* _Aufgaben_:
1. Fassen Sie im Interview mit der Kriminalpsychologin den Absatz, der mit „Wir unterscheiden zwischen“ beginnt, knapper zusammen und behalten Sie dabei seine wichtigsten Aussagen bei.
2. Tauschen Sie im Interview mit der Kriminalpsychologin in dem Abschnitt, der mit „Im Falle des“ beginnt und bis „sicher sind Gutachten?“ weitergeht, „Großmutter“ gegen „Tante“ aus, und geben Sie diesen Abschnitt anschließend wieder.

--- Vorliegender Text ---

Kriminalpsychologin über Täter: „Kranke sind nicht gewalttätiger“

Ein Mann schlug mit einer Axt um sich, ein mutmaßlicher Mörder postet Tatortfotos im Netz. Was heißt „psychisch krank“ bei Straftätern?

Eine Polizistin sammelt Absperrband nach dem Angriff in Düsseldorfer Hbf ein

Nach dem Angriff am Freitag im Hauptbahnhof von Düsseldorf Foto: dpa

Wie schnell kann man beurteilen, ob ein Gewalttäter „psychisch krank“ ist?

Sabine Nowara: Das hängt davon ab, was für ein Störungsbild jemand hat. Wenn jemand eine akute wahnhafte Erkrankung hat und sich bedroht und verfolgt fühlt von höheren Mächten oder irgendwelchen politischen Organisationen, das könnte man schnell merken. Da reicht es, wenn man sich mit dieser Person ein paar Minuten unterhält. In einem kurzen Kontakt kann man aber eine Persönlichkeitsstörung noch nicht feststellen. Wenn ich im Rahmen eines Strafverfahrens Gutachten erstelle, brauche ich für die Begutachtung grundsätzlich mehrere Stunden.

Gibt es gleitende Übergänge zwischen „psychisch krank“ und „gesund“ bei Straftätern?

Wir unterscheiden zwischen Einsichtsfähigkeit bei der Schuldfähigkeit und Steuerungsfähigkeit. Wenn jemand eine Psychose hat, kann es sein, dass er nicht einsichtsfähig ist bei seiner Tat. Er weiß gar nicht, dass er etwas Unrechtes begeht. Und dann haben wir Menschen mit einer Persönlichkeitsstörung, die sind einsichtig, aber können sich nach ihrer Einsicht nur mehr oder weniger gut steuern oder verhalten. Was aber nicht bedeutet, dass jeder, der persönlichkeitsgestört ist, auch vermindert steuerungsfähig ist. Das muss man im Einzelfall genau untersuchen.

In Herne postete der 19jährige mutmaßliche Täter nach dem Mord an einem kleinen Jungen Fotos von sich am Tatort im Internet. Welche Rolle spielen die Sozialen Medien für Gewalttäter?

Es sind einige wenige Fälle, in denen die Täter offenbar die Öffentlichkeit suchen, auch in den Sozialen Medien. Das sind aber Ausnahmen. In den allermeisten Fällen wollen die Täter keine Entdeckung und nicht auf sich aufmerksam machen.

Im Falle des mutmaßlichen Polizistenmörders von Beeskow hatte ein Gutachter den Mann, der zuvor straffällig geworden war, als psychisch krank diagnostiziert. Er kam aber trotzdem auf freien Fuß und tötete später seine Großmutter und zwei Polizisten. Wie sicher sind Gutachten?

--- Bereitgestellte Daten ---

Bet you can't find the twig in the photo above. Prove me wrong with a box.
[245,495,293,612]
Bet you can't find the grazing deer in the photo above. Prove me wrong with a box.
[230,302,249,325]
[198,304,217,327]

---

* _Lösungen_:
1. Bei der Schuldfähigkeit wird zwischen Einsichtsfähigkeit und Steuerungsfähigkeit unterschieden. Wer eine Psychose hat, ist bei der Tat unter Umständen nicht einsichtsfähig und weiß nicht, dass er Unrecht begeht. Menschen mit einer Persönlichkeitsstörung sind dagegen einsichtig, können sich aber nur mehr oder weniger gut steuern. Nicht jeder Persönlichkeitsgestörte ist jedoch vermindert steuerungsfähig. Das muss im Einzelfall genau untersucht werden.

2.
Im Falle des mutmaßlichen Polizistenmörders von Beeskow hatte ein Gutachter den Mann, der zuvor straffällig geworden war, als psychisch krank diagnostiziert. Er kam aber trotzdem auf freien Fuß und tötete später seine Tante und zwei Polizisten. Wie sicher sind Gutachten?